Records excerpted from a collection:
▼

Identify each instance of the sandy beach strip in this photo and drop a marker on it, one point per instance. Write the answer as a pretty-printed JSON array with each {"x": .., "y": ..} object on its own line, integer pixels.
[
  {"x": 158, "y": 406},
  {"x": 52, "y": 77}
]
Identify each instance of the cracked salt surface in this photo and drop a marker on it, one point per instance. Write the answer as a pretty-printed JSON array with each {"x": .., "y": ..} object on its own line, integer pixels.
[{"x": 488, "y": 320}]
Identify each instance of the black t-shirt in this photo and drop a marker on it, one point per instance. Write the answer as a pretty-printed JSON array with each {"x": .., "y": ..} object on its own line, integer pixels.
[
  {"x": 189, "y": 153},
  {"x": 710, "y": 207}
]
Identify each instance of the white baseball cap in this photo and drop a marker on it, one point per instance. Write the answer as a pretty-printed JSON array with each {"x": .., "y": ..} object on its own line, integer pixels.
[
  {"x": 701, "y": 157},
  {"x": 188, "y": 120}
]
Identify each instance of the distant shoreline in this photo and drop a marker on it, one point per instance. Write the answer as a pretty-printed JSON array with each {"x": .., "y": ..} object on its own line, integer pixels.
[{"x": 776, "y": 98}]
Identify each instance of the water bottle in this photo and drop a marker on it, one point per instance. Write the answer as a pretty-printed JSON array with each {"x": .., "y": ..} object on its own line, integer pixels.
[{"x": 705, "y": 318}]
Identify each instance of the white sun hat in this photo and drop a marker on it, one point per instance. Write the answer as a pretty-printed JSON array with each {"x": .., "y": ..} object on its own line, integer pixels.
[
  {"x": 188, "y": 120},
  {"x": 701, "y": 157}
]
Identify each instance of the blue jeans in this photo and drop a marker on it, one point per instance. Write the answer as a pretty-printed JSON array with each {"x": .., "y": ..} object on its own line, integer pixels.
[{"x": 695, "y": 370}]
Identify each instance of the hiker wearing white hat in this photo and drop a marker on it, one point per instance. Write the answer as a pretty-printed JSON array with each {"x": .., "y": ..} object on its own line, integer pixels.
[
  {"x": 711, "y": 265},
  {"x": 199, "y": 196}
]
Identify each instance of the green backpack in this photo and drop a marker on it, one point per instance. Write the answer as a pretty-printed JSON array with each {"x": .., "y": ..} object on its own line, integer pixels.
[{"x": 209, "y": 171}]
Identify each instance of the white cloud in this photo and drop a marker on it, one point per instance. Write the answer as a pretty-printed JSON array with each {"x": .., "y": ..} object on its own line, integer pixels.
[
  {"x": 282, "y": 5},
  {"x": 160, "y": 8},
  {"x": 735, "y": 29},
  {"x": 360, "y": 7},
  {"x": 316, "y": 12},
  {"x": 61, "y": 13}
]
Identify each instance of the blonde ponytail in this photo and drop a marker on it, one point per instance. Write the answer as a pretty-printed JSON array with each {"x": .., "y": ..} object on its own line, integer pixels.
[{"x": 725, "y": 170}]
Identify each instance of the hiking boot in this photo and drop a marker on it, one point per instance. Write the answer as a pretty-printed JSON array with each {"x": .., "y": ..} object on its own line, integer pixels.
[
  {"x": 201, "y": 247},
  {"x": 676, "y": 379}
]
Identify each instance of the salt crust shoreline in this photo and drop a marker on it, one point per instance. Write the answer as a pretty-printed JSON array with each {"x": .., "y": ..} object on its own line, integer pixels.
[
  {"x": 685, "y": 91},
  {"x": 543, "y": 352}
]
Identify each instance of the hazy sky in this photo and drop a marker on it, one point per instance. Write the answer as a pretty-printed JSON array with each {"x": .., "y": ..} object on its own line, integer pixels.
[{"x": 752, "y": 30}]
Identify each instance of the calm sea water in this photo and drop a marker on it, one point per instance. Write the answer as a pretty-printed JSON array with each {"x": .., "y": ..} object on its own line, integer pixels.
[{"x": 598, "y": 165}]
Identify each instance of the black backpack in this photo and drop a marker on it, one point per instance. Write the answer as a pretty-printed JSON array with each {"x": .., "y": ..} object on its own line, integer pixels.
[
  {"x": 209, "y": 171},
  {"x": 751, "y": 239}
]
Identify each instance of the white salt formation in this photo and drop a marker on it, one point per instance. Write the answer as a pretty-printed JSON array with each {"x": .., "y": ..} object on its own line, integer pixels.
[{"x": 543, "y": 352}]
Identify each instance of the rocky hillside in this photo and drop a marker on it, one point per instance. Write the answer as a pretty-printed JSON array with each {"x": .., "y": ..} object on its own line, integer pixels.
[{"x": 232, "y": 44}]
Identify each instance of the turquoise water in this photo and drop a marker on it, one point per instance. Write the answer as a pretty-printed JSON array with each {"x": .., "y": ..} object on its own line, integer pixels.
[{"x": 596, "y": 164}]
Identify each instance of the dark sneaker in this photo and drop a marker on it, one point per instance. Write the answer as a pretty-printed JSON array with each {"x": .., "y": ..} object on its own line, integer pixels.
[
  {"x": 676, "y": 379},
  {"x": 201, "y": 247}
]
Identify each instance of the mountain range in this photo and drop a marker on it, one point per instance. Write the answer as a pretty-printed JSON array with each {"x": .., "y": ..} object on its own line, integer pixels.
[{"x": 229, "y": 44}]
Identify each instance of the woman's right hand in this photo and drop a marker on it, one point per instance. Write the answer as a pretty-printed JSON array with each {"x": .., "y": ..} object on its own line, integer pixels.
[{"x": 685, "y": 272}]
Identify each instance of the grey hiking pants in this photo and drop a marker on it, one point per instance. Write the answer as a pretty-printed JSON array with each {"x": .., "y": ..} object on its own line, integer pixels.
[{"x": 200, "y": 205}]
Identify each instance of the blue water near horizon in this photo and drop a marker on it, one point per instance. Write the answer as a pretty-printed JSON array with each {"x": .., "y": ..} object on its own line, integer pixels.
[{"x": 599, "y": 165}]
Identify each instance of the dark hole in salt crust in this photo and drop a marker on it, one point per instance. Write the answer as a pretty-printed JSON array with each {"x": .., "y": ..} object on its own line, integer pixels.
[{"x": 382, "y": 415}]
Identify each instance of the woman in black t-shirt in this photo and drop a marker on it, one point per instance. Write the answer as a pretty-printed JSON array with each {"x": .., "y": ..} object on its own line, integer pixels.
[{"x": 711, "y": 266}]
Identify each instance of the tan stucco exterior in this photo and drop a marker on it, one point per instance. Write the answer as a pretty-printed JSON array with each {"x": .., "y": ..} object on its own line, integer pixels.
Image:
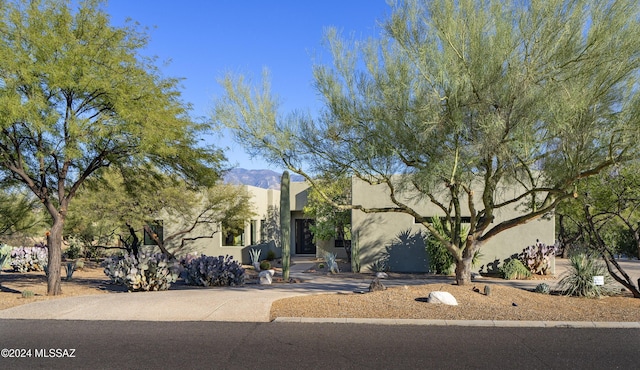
[
  {"x": 396, "y": 234},
  {"x": 378, "y": 231}
]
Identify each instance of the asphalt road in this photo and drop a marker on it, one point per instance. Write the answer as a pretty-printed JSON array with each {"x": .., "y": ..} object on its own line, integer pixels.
[{"x": 225, "y": 345}]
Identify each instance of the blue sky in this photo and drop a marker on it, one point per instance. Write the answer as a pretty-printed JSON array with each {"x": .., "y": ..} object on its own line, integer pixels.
[{"x": 204, "y": 39}]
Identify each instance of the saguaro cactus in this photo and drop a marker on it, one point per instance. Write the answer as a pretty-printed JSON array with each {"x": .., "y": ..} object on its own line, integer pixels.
[{"x": 285, "y": 224}]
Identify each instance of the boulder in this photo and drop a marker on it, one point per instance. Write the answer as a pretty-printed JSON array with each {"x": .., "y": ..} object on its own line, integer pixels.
[
  {"x": 442, "y": 297},
  {"x": 266, "y": 277},
  {"x": 376, "y": 286}
]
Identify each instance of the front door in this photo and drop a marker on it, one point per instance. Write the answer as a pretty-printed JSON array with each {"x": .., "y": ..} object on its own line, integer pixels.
[{"x": 304, "y": 237}]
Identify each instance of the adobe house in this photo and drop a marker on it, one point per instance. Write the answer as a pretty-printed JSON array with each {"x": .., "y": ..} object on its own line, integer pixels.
[{"x": 395, "y": 236}]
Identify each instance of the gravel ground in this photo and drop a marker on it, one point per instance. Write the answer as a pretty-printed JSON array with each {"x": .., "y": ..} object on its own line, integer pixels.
[{"x": 504, "y": 302}]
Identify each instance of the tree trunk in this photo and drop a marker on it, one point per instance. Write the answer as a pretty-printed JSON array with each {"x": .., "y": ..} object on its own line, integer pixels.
[
  {"x": 54, "y": 243},
  {"x": 463, "y": 271},
  {"x": 285, "y": 224}
]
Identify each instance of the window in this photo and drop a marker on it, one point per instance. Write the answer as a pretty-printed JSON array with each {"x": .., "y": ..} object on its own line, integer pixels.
[
  {"x": 464, "y": 219},
  {"x": 253, "y": 239},
  {"x": 158, "y": 228},
  {"x": 234, "y": 238},
  {"x": 263, "y": 231}
]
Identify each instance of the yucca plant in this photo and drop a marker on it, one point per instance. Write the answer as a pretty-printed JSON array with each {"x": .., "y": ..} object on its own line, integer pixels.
[{"x": 578, "y": 280}]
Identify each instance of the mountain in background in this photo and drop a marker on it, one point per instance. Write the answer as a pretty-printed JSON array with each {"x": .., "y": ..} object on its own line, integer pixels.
[{"x": 266, "y": 179}]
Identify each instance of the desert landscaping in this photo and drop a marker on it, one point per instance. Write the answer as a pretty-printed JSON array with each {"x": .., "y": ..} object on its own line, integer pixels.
[{"x": 402, "y": 302}]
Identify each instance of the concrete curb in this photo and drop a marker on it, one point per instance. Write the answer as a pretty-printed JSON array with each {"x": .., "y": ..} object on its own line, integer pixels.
[{"x": 467, "y": 323}]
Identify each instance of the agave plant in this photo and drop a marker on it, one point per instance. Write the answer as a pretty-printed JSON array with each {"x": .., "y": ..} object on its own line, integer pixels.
[{"x": 330, "y": 259}]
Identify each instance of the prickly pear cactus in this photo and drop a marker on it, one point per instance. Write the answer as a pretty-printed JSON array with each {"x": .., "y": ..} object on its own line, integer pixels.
[{"x": 285, "y": 224}]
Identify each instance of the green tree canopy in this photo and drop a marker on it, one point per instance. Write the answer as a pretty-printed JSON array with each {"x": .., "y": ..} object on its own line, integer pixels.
[
  {"x": 461, "y": 98},
  {"x": 76, "y": 96}
]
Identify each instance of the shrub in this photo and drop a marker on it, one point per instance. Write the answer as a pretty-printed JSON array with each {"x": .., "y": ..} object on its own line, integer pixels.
[
  {"x": 440, "y": 259},
  {"x": 143, "y": 273},
  {"x": 578, "y": 280},
  {"x": 24, "y": 259},
  {"x": 214, "y": 271},
  {"x": 537, "y": 257},
  {"x": 5, "y": 255},
  {"x": 380, "y": 265},
  {"x": 265, "y": 265},
  {"x": 332, "y": 264},
  {"x": 543, "y": 288},
  {"x": 514, "y": 269}
]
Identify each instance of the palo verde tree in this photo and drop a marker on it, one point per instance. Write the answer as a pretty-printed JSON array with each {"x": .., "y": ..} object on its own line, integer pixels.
[
  {"x": 76, "y": 96},
  {"x": 606, "y": 215},
  {"x": 17, "y": 213},
  {"x": 459, "y": 99}
]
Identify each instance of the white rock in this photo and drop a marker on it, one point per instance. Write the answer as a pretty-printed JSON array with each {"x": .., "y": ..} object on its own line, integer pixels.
[
  {"x": 442, "y": 297},
  {"x": 266, "y": 277}
]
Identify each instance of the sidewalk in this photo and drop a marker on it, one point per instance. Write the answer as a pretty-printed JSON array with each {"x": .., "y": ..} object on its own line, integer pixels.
[{"x": 249, "y": 303}]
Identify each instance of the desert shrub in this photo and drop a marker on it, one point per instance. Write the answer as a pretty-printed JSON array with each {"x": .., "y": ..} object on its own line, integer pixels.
[
  {"x": 5, "y": 255},
  {"x": 578, "y": 279},
  {"x": 543, "y": 288},
  {"x": 265, "y": 265},
  {"x": 142, "y": 273},
  {"x": 214, "y": 271},
  {"x": 537, "y": 257},
  {"x": 24, "y": 259},
  {"x": 514, "y": 269},
  {"x": 332, "y": 263}
]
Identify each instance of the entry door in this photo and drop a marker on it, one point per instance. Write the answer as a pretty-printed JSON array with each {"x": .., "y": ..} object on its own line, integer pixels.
[{"x": 304, "y": 237}]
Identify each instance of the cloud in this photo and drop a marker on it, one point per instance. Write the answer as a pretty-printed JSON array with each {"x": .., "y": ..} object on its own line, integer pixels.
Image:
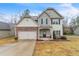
[{"x": 68, "y": 10}]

▲

Problem to work on: Please copy exactly the lines from the one containing "Identify each instance of the cloud" through the last line of the records above, both included, and leave out any pictures.

Task response:
Identify each instance of the cloud in this photo and drop a marker on it, one point per instance. Write the answer as a pretty-printed JSON array with each {"x": .., "y": ..} object on its own line, integer pixels.
Image:
[{"x": 68, "y": 10}]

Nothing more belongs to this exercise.